- TRAVAIL À FAIRE -
A) Dans le texte sur le détroit d’Ormuz, recopiez le passage qui commence par les mots "Depuis le mois" et s’achève sur "émis des restrictions.", en remplaçant "navires" par "bâtiments".
B) Relevez toutes les nationalités des victimes d’attaques citées dans le texte sur le détroit d’Ormuz.

---------- TEXTE ----------

Depuis le mois de mai, les incidents autour de la péninsule arabique ont réactualisé la menace de blocage du détroit d’Ormuz. Pétroliers, drones, installations pétrolières sont victimes, comme en 1987, d’attaques sans qu’il soit possible d’en attester l’origine. Les victimes sont iraniennes, saoudiennes, britanniques mais aussi émiraties, japonaises et norvégiennes, trois pays favorables à la cause de l’Iran. Contrairement à 1987, des pavillons de complaisance ont réagi : sous la pression américaine, Panama a par exemple condamné l’utilisation de son pavillon pour des activités illicites et l’a retiré à 75 navires liés à l’Iran. Des ports ont aussi refusé leur accès et l’autorité du canal de Suez a émis des restrictions.
Chaque événement a provoqué une augmentation du prix du pétrole, mais finalement timide et éphémère. Le marché est tiré vers le bas par l’économie mondiale en dépit d’une volonté stratégique de hisser les cours vers le haut. Les assureurs maritimes ont augmenté de façon substantielle les primes d’assurance, poussant les armateurs à mieux rentabiliser leurs pétroliers. Situé entre Oman et l’Iran, le détroit d’Ormuz, qui relie le golfe Persique au golfe d’Oman et à la mer d’Arabie, voit toujours passer ses 16 millions de barils par jour, destinés en majorité à l’Asie (85 %), à l’Europe (7 %), mais peu vers les États-Unis. Les pays européens et les riverains de ce point de passage ont un intérêt économique à un trafic sans entrave du pétrole et du gaz naturel liquéfié.
Un marché complexe
Le marché pétrolier est plus complexe qu’il n’y paraît : un des aspects marquants est celui du naphta et des condensats, utilisés pour fluidifier le brut et permettre son exportation. Les sanctions à l’encontre de l’Iran, dont la production a été divisée par quatre depuis mars, imposent désormais d’en importer de très loin, ce qui n’a pas eu d’impact tant que les taux de fret étaient bas. Mais la raréfaction du nombre de pétroliers change la donne.
Bien qu’ils soient devenus moins dépendants du pétrole du Moyen-Orient qu’en 1987, les États-Unis veulent en contrôler le cours pour poursuivre leur politique générale de partenariat avec l’Arabie Saoudite et de soutien inconditionnel à Israël. En pleine guerre commerciale, partisans de la pression maximale sur l’Iran, ils peinent à convaincre leurs alliés européens en dehors du Royaume Uni.

---------- DONNÉES AFFICHÉES ----------

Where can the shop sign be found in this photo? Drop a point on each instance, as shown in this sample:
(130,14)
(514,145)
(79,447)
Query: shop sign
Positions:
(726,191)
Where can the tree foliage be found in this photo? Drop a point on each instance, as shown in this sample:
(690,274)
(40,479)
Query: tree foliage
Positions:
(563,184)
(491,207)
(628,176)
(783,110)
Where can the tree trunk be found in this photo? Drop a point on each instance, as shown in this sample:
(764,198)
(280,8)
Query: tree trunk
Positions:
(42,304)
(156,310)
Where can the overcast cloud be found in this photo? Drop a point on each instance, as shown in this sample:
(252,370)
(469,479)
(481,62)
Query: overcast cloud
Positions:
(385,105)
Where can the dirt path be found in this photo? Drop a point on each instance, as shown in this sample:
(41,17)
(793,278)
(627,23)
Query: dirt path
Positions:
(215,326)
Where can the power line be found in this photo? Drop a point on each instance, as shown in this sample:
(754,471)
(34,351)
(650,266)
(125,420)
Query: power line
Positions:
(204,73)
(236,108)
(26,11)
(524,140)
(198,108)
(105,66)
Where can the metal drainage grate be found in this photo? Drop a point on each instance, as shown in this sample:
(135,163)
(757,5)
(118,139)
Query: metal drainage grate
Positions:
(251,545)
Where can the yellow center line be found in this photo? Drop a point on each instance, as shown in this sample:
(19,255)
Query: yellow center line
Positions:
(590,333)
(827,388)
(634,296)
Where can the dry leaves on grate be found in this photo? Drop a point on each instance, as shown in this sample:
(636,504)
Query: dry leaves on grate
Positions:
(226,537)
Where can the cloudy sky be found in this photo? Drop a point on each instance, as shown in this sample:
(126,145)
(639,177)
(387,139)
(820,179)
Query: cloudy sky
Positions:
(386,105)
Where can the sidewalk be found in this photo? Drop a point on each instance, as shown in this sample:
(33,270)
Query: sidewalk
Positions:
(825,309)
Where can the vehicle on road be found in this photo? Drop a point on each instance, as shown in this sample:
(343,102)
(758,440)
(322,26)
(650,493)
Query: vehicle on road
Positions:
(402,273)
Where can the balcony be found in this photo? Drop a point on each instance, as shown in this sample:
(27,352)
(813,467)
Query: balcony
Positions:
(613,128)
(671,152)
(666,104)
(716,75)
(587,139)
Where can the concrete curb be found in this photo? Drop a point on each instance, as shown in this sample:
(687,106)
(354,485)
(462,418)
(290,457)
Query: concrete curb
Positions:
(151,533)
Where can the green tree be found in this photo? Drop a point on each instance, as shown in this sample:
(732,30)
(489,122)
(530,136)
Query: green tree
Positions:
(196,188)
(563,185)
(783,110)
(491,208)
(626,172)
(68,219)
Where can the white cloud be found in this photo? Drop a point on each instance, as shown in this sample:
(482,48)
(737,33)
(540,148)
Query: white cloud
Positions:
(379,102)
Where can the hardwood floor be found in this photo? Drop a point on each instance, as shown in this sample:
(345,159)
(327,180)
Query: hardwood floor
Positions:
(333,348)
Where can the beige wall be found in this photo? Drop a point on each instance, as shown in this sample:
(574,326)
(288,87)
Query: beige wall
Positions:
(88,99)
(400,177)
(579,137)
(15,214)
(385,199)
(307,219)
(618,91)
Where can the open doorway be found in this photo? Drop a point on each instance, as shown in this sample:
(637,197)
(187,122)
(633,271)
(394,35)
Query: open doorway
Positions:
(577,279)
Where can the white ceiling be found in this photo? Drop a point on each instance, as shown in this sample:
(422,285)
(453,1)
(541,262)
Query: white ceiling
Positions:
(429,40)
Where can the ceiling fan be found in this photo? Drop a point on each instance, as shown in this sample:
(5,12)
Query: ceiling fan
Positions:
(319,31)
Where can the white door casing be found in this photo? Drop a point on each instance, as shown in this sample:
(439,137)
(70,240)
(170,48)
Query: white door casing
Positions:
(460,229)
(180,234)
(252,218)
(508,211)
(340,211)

----------

- RÉPONSES ATTENDUES -
A)
Depuis le mois de mai, les incidents autour de la péninsule arabique ont réactualisé la menace de blocage du détroit d’Ormuz. Pétroliers, drones, installations pétrolières sont victimes, comme en 1987, d’attaques sans qu’il soit possible d’en attester l’origine. Les victimes sont iraniennes, saoudiennes, britanniques mais aussi émiraties, japonaises et norvégiennes, trois pays favorables à la cause de l’Iran. Contrairement à 1987, des pavillons de complaisance ont réagi : sous la pression américaine, Panama a par exemple condamné l’utilisation de son pavillon pour des activités illicites et l’a retiré à 75 bâtiments liés à l’Iran. Des ports ont aussi refusé leur accès et l’autorité du canal de Suez a émis des restrictions.

B) iraniennes, saoudiennes, britanniques, émiraties, japonaises, norvégiennes